> _Passage for review_:
___

Audit Provides Ammunition Against Anthrax Vaccine
by Thomas D. Williams
The Hartford Courant
June 16, 2000
When the company trying to manufacture the anthrax vaccination for the military asked for financial help from the Pentagon, the agency gave it $800,000 more than the company requested.
And that figure was about $2.2 million more than Defense Department auditors had recommended, a U.S. Department of Defense inspector general's inquiry reveals.
The inquiry also found that the manufacturer, BioPort Inc. of Lansing, Mich., spent about $2 million on office remodeling and furniture, parking lot and road repaving, office moves and renovations. Such costs could have been postponed until the company was more financially stable, the audit says.
BioPort has not yet been approved by the Federal Drug Administration to produce the vaccination; the company's predecessor, an operation run by the state of Michigan, made the only anthrax vaccination that has been used under the military's inoculation program.

___

> _Dataset content_:
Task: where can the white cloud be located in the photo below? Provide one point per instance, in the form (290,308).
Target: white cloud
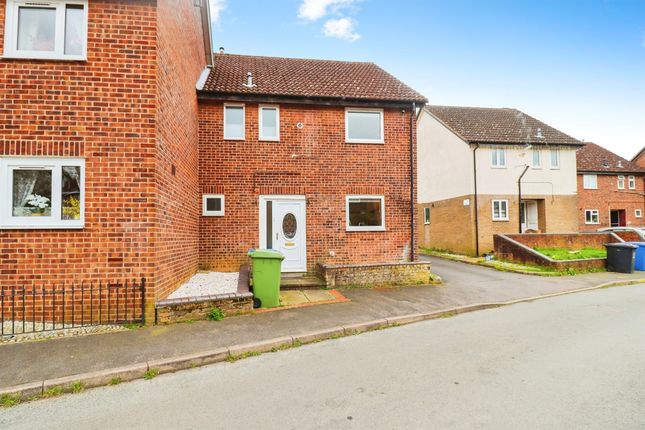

___

> _Exercises to complete_:
1 - In the anthrax vaccine article, quote the text word for word from "The inquiry also" up to and including "the audit says.".
2 - According to the anthrax vaccine article, in what city is BioPort Inc. located?
3 - Write down every dollar amount that appears in the anthrax vaccine article.

> _Results by task_:
1 -
The inquiry also found that the manufacturer, BioPort Inc. of Lansing, Mich., spent about $2 million on office remodeling and furniture, parking lot and road repaving, office moves and renovations. Such costs could have been postponed until the company was more financially stable, the audit says.

2 - Lansing, Mich.

3 - $800,000; $2.2 million; $2 million